• **Your task**: What you return must match the records below character for character, except that no picture appears.

• **Exercise material**:
--- START ---

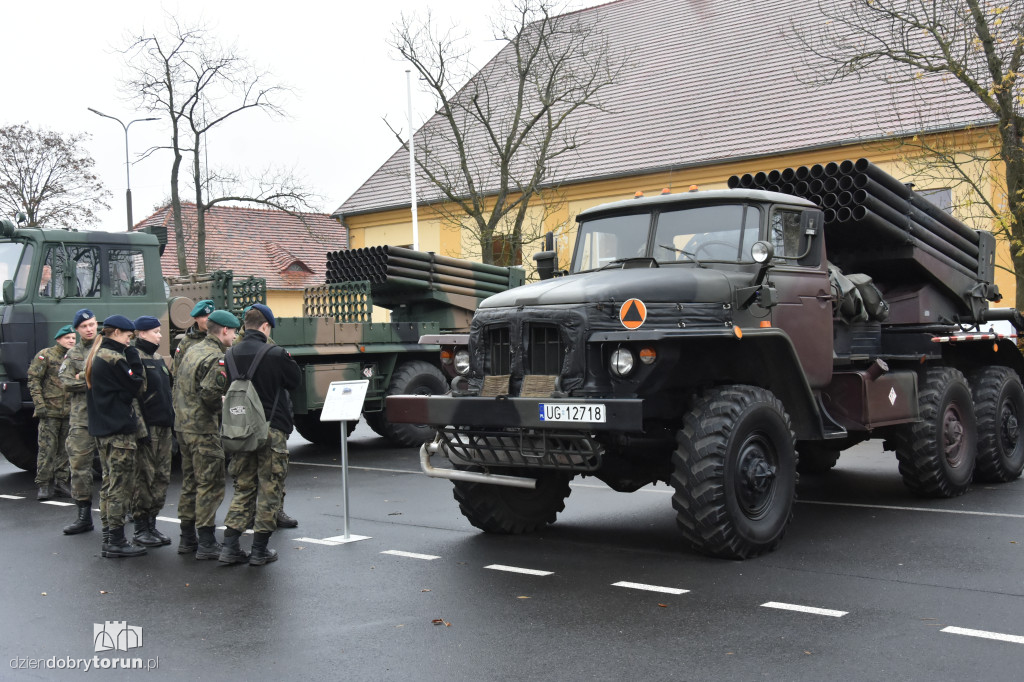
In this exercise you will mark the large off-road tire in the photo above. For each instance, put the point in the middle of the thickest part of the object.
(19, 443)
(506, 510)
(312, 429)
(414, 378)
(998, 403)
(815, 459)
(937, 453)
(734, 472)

--- END ---

• **Output**:
In this exercise you will mark the large off-road tire in the photo above. For each instance, put the point in the middle of the thickest part of the object.
(19, 443)
(506, 510)
(312, 429)
(414, 378)
(998, 403)
(815, 459)
(937, 453)
(734, 472)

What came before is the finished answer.